Object pointing data rows
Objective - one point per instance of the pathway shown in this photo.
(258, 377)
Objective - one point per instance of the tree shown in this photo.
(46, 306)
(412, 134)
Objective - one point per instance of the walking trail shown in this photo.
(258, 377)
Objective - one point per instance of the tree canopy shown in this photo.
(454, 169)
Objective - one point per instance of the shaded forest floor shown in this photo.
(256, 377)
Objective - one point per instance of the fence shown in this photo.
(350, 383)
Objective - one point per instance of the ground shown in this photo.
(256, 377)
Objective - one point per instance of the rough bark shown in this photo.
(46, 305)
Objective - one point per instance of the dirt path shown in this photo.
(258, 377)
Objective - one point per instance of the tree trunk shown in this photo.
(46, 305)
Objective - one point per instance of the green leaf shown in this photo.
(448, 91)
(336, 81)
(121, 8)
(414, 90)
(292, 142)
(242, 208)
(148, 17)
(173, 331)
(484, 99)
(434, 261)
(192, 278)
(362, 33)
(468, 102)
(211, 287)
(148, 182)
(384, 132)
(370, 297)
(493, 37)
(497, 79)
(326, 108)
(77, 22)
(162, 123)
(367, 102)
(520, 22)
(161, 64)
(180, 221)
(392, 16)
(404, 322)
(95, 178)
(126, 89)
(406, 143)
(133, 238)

** WHAT YOU NEED TO DO **
Shift every point coordinate in the data by 89, starting at the line that contains "Objective - one point per instance of the rough" and ending at the last line of the data. Give those lines again in full, with their requests, and leave the requests unchanged.

** THE SOLUTION **
Objective - one point per instance of the rough bark shown in this photo.
(135, 394)
Objective - one point per instance of the dirt path shown in this photo.
(347, 466)
Objective - one point per instance of the tree trunk shown in this photo.
(135, 394)
Objective - one point per instance of the green leaf shown in this photo.
(537, 180)
(425, 170)
(210, 97)
(503, 179)
(381, 231)
(331, 297)
(237, 106)
(262, 420)
(573, 188)
(523, 350)
(281, 367)
(451, 122)
(557, 191)
(300, 376)
(237, 271)
(473, 221)
(459, 386)
(582, 126)
(586, 168)
(415, 197)
(166, 111)
(251, 212)
(456, 191)
(609, 111)
(250, 153)
(269, 310)
(481, 105)
(493, 411)
(184, 267)
(215, 178)
(495, 232)
(222, 327)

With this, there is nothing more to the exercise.